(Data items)
—————

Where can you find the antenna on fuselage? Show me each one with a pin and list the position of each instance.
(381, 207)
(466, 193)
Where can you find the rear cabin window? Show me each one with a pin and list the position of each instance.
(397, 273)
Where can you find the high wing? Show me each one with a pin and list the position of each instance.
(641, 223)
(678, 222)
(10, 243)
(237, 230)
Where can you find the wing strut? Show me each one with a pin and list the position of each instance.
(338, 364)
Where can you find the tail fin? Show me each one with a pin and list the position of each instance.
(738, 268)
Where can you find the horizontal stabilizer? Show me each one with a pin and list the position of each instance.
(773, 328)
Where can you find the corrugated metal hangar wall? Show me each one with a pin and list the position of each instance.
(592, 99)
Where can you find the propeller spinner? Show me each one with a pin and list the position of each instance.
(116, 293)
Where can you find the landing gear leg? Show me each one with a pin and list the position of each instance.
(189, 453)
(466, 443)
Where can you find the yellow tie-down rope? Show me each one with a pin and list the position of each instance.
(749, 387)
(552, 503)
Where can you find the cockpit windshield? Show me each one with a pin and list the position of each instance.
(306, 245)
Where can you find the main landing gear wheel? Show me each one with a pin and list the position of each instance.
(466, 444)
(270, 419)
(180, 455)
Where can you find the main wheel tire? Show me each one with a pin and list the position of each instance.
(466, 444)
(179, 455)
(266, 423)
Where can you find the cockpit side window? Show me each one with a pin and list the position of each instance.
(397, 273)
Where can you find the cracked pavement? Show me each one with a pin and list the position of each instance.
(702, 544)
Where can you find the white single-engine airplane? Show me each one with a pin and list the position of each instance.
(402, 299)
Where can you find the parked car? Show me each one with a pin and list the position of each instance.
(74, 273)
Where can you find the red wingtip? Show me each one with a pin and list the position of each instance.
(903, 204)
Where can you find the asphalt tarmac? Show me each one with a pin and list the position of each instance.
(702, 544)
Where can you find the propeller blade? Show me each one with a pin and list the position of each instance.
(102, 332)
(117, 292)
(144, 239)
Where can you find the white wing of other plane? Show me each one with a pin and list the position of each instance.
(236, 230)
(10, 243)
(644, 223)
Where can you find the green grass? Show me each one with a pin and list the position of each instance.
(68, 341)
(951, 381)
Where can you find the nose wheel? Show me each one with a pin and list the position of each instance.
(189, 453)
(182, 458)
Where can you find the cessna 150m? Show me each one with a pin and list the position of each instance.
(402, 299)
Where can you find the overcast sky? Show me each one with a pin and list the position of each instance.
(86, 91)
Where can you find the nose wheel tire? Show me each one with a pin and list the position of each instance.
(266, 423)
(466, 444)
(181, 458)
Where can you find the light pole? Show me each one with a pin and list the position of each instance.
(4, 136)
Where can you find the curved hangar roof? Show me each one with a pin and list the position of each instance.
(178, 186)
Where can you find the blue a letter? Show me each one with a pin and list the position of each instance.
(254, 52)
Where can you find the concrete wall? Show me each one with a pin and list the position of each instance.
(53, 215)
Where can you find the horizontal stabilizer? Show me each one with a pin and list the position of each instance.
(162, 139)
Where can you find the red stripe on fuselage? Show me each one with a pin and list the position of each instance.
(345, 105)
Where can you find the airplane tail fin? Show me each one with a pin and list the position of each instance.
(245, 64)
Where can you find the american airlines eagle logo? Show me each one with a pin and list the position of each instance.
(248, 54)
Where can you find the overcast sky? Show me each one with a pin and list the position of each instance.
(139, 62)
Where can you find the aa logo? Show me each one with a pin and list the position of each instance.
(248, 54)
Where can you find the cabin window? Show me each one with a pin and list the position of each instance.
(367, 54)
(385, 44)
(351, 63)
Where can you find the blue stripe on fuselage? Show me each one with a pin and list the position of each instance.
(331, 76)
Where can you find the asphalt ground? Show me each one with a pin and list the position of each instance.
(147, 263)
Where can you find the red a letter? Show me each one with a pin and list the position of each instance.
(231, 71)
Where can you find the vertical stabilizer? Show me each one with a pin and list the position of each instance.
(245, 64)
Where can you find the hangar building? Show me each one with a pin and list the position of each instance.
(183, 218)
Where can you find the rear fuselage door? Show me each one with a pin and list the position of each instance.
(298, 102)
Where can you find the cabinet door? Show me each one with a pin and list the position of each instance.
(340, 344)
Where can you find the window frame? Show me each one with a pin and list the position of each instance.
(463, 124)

—————

**EXERCISE OBJECTIVE:** Give back the complete data exactly as supplied.

**TASK RESULT:**
Where can you find the antenna on fuselage? Show me each one with a pin and list the position of each instance.
(381, 207)
(466, 193)
Where can you find the rear cabin window? Show me each one with a pin and list the position of each instance.
(397, 273)
Where can you find the high wing? Show me each one with a pin and list the position of each instance.
(641, 223)
(678, 222)
(10, 243)
(237, 230)
Where can you find the wing strut? Show me each one with a pin and list the position of each instance.
(338, 364)
Where can you find the tail fin? Show me each one with a pin and list the position of each instance.
(738, 268)
Where can you find the horizontal stabilizer? Show me each one with a pin and list the position of each instance.
(773, 328)
Where can you find the corrugated metal hangar wall? Show me each one with a pin and list the position of each instance.
(592, 99)
Where can you find the propeller spinner? Show me each one with a pin and list the position of each instance.
(116, 293)
Where can you find the landing gear leg? Show me each one with a pin and list the position of each instance.
(189, 453)
(466, 443)
Where can you find the yellow tie-down rope? Show me each one with a pin and list the position of each instance.
(749, 387)
(552, 503)
Where can you find the cockpit windshield? Show me each one with a pin and list the position of each instance.
(306, 245)
Where can you find the main landing gear wheel? Show me each one with a pin and list the position of each instance.
(466, 444)
(270, 419)
(180, 455)
Where can you find the main wheel tire? Show me each one with a pin and list the position of each instance.
(466, 444)
(179, 455)
(266, 423)
Where can you find the cockpit side window? Show me each one with a pin and list the position of each instance.
(397, 273)
Where can you find the cracked pavement? Show me each one with a pin and list the position of each instance.
(702, 544)
Where can you find the white single-engine airplane? Show me each one with a pin and list the position of each instance.
(402, 299)
Where can you find the parked car? Show me each one with a pin and list the position of each instance.
(74, 273)
Where can you find the red wingtip? Show me each one with a pin and list the position of each instance.
(903, 204)
Where can you find the asphalt tarmac? Show me each one with a pin and list the position of each instance.
(702, 544)
Where can you find the propeller blade? Show me each one with a pin and list the position of each instance.
(102, 332)
(117, 292)
(144, 239)
Where can you find the white wing of other plane? Show me each one with a pin and list the position of each instance.
(236, 230)
(10, 243)
(644, 223)
Where can you find the green grass? Show me each one with a pin and list the position of each instance.
(68, 341)
(951, 381)
Where can you find the nose wheel? Show me each one with a pin and list the position of each instance.
(189, 453)
(182, 458)
Where can you find the cessna 150m? Show me each one with a pin and list the position of each instance.
(402, 299)
Where can you find the overcast sky? Show me each one with a pin and list the position of each instance.
(86, 91)
Where can you find the nose wheel tire? Show me each one with a pin and list the position of each instance.
(266, 423)
(466, 444)
(181, 458)
Where can you find the light pole? Show me each one with a pin and list the position of each instance.
(4, 136)
Where can you find the curved hangar roof? Show me each one with a pin and list the position of each instance.
(178, 186)
Where can you find the blue a letter? Show me each one with a pin and list the position of each instance.
(254, 52)
Where can you find the concrete wall? Show me each one with a pin and list the position of each instance.
(53, 215)
Where can you find the horizontal stabilizer? Show me each one with a pin and list the position of each instance.
(162, 139)
Where can you find the red stripe on fuselage? Show me each one with a pin and list the position of each instance.
(345, 105)
Where can you find the airplane tail fin? Show me each one with a pin and list the position of each instance.
(245, 64)
Where can you find the american airlines eagle logo? Show me each one with a pin and list the position of each instance.
(248, 54)
Where can you find the overcast sky? Show me each one with a pin and list the position of each instance.
(139, 62)
Where can you find the aa logo? Show me each one with a pin and list the position of each instance.
(248, 54)
Where can you find the cabin window? Show me each one with a pin and list the position of each instance.
(367, 54)
(385, 44)
(351, 63)
Where can you find the blue stripe on fuselage? Show me each one with a pin and list the position of each instance.
(331, 76)
Where can you find the asphalt ground? Show me each one with a pin and list the position of each instance.
(147, 263)
Where can you find the red a letter? Show me each one with a pin and list the position of each instance.
(231, 71)
Where can you find the vertical stabilizer? Show me each one with a pin and list the position of each instance.
(245, 64)
Where can you find the hangar building? Show me each one with a pin and list the position of each instance.
(183, 218)
Where can you find the rear fuselage door? Show me each one with a pin and list the position of each instance.
(298, 102)
Where can you find the cabinet door? Show me each one with a pin and list the position of each instance.
(340, 344)
Where can you find the window frame? Show me each one with a pin and list the position of each instance.
(463, 124)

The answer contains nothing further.